Pick out each line in the entries below that contains the word "black", and copy those lines. Letter case counts.
****************************************
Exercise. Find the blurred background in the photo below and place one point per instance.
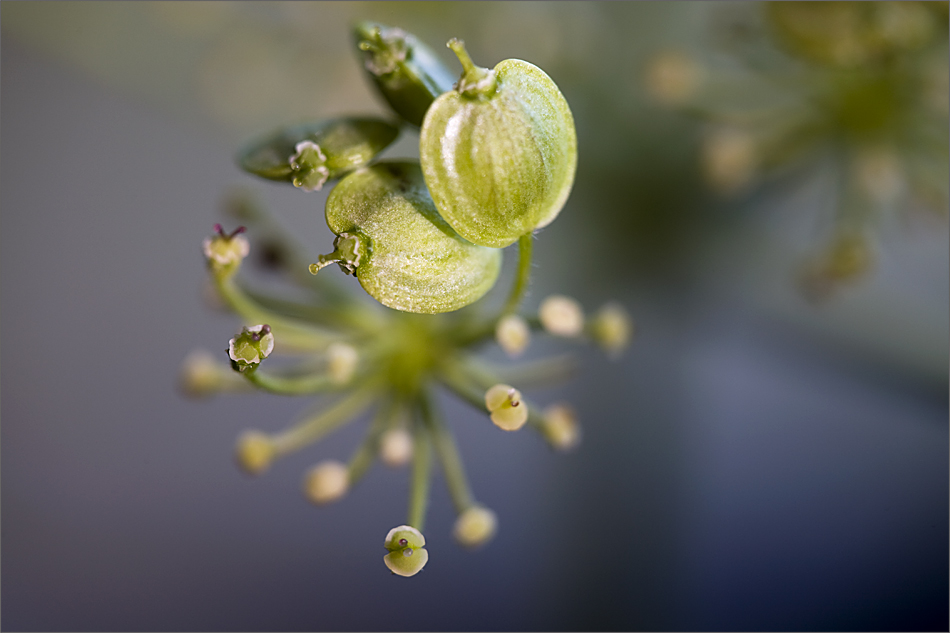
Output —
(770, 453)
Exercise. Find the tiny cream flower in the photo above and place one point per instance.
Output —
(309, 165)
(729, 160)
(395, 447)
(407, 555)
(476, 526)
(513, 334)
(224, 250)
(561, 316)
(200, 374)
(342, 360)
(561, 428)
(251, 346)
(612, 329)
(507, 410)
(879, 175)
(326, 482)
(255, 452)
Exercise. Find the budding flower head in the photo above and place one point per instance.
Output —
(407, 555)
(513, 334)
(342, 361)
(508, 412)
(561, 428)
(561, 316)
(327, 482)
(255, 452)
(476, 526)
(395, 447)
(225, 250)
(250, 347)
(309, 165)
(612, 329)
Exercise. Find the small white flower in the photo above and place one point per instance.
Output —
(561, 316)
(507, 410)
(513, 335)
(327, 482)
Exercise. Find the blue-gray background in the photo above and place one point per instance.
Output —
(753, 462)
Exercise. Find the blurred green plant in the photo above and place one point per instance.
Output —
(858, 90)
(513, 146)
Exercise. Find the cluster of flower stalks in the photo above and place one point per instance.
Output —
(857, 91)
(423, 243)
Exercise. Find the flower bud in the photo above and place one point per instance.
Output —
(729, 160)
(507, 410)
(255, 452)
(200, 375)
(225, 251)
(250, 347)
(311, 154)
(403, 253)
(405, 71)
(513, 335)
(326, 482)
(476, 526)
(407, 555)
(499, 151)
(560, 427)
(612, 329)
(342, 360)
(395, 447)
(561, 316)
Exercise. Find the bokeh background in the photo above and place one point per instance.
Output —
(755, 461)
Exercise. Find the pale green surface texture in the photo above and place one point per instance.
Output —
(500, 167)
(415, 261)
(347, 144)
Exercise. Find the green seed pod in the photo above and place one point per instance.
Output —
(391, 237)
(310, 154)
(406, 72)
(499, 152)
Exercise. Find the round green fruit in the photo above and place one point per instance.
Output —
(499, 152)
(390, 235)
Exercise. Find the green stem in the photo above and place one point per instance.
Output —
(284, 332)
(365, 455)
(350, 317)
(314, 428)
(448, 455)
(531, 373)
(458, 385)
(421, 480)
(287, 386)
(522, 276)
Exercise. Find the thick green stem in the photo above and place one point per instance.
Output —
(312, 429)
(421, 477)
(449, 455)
****************************************
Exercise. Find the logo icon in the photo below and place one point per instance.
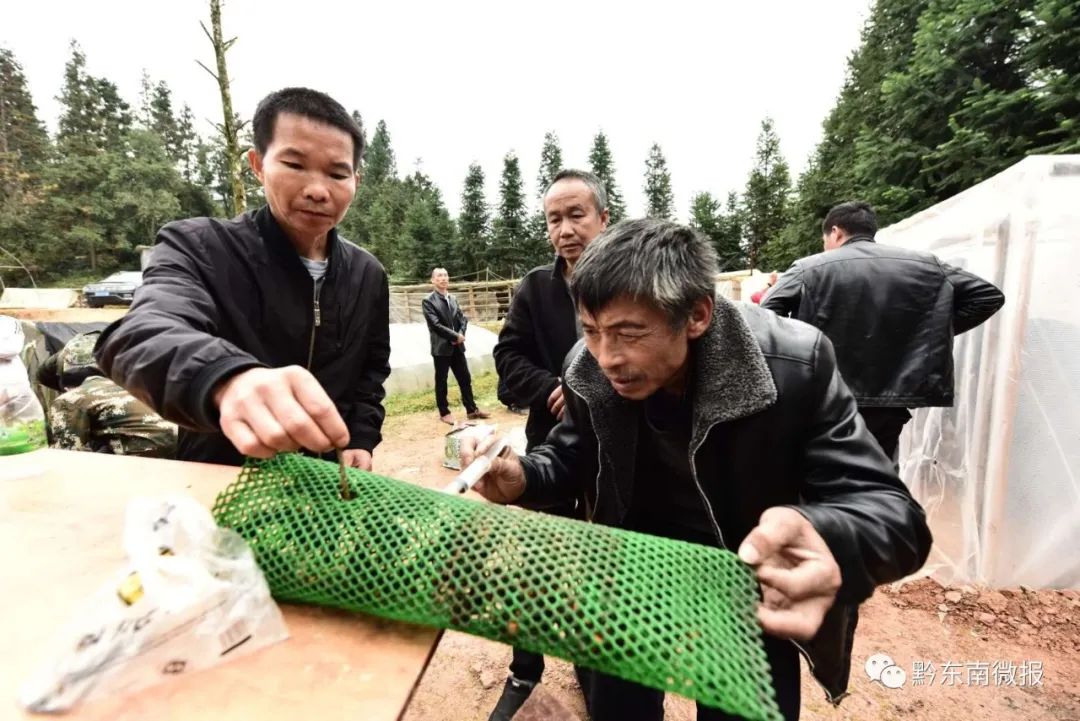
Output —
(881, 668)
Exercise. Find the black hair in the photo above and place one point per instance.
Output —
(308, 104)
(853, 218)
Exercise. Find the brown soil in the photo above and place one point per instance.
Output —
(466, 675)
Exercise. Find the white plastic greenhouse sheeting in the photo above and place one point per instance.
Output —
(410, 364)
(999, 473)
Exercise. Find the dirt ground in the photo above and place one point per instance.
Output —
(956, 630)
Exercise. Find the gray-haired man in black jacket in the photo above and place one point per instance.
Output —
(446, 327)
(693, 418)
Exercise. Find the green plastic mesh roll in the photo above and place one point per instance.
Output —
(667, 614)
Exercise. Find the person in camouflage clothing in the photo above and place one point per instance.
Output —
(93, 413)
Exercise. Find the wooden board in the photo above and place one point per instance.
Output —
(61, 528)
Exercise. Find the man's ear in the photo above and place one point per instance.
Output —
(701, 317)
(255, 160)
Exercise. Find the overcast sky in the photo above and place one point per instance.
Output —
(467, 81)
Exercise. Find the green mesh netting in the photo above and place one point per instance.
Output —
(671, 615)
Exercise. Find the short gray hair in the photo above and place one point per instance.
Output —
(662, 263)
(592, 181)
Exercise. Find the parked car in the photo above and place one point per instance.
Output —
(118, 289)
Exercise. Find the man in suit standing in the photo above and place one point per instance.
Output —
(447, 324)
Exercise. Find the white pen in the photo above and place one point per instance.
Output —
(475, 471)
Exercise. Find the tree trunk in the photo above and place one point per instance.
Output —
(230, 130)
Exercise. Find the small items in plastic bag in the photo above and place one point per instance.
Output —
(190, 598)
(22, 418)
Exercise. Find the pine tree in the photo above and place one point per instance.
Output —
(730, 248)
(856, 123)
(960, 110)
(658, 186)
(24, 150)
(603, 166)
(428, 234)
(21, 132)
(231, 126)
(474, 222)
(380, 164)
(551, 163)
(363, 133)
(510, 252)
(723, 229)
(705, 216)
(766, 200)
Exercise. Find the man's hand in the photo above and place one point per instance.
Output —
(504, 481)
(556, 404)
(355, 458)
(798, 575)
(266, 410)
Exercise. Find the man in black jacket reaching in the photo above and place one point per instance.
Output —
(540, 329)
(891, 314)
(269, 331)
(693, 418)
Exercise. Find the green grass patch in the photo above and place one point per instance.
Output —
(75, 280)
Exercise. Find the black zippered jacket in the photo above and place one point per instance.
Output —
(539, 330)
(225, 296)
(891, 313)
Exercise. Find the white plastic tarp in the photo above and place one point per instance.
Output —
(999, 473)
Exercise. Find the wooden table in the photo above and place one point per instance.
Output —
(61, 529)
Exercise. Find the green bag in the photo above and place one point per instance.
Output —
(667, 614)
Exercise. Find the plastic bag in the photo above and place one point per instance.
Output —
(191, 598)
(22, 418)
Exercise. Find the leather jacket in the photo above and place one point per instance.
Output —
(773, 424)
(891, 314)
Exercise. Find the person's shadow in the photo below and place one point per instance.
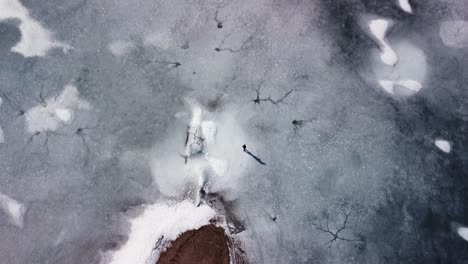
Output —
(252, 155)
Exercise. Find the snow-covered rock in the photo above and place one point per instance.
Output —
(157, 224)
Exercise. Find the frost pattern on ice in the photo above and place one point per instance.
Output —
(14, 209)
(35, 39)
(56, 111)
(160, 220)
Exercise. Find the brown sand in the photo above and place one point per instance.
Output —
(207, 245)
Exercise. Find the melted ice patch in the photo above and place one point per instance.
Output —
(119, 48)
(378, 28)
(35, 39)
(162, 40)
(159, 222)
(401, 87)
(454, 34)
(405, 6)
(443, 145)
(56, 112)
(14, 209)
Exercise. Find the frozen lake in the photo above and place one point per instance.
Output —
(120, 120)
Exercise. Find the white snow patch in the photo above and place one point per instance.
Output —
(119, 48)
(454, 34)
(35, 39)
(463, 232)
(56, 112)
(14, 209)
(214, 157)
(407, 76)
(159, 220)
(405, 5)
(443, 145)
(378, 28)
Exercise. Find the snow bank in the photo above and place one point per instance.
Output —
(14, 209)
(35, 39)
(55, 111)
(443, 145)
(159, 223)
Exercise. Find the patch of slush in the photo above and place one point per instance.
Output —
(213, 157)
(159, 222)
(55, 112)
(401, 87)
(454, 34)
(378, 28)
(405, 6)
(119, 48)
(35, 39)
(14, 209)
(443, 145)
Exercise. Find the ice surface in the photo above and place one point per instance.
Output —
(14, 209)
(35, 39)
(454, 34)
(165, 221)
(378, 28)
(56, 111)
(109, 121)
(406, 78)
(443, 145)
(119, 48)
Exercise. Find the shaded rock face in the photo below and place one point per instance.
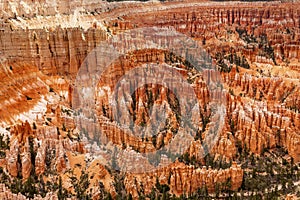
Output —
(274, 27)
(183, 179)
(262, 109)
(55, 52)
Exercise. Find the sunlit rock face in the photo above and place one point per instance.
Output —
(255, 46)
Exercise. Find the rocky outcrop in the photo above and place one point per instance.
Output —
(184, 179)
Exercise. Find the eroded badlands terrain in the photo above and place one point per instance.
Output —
****************************************
**WRITTEN SOLUTION**
Exercise. Find the black hair in the photo above and place one point per instance.
Exercise. Find the gray-haired man in black jacket in the photo above and place one point per instance.
Exercise. Find the man in black jacket reaching in the photo above and place one point per instance.
Exercise. Find the black zippered jacket in the photo above and place one point per instance.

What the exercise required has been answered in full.